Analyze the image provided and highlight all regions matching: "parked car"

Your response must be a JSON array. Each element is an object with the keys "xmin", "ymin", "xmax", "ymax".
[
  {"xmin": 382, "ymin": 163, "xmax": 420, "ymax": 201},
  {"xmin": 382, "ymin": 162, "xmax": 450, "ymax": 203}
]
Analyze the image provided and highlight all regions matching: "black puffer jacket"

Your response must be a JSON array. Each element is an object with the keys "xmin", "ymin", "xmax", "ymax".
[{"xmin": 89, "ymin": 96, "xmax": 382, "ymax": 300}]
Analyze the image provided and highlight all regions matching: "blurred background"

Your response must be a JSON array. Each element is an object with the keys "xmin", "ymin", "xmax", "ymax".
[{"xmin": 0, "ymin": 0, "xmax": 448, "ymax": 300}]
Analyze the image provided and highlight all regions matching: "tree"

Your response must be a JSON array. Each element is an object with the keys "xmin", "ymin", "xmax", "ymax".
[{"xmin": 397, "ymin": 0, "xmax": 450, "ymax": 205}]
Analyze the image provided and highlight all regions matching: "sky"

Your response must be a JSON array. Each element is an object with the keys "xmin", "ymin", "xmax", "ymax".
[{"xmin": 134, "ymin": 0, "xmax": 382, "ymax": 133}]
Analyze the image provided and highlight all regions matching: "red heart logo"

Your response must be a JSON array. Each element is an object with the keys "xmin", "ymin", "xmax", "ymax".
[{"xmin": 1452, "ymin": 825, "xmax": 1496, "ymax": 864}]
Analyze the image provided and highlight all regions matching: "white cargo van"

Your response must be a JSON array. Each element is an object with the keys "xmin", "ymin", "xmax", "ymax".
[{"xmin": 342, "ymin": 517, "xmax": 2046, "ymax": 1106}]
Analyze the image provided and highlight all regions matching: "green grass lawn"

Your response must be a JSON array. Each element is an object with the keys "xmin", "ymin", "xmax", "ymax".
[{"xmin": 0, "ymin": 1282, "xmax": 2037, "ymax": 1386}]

==============================

> _What you will do_
Show all lines of the material in which the word "provided" can be found.

> _Response below_
Analyze the image provided and highlight all regions matching: "parked car"
Analyze the image provided and highlight all regions matching: "black puffer jacket"
Analyze the image provided and highlight all regions matching: "blurred background"
Analyze the image provided and highlight all regions matching: "tree"
Analyze the image provided and highlight all regions matching: "sky"
Analyze the image provided and highlight all regions matching: "red heart logo"
Analyze the image provided and highlight all regions matching: "white cargo van"
Analyze the image provided and highlight all regions matching: "green grass lawn"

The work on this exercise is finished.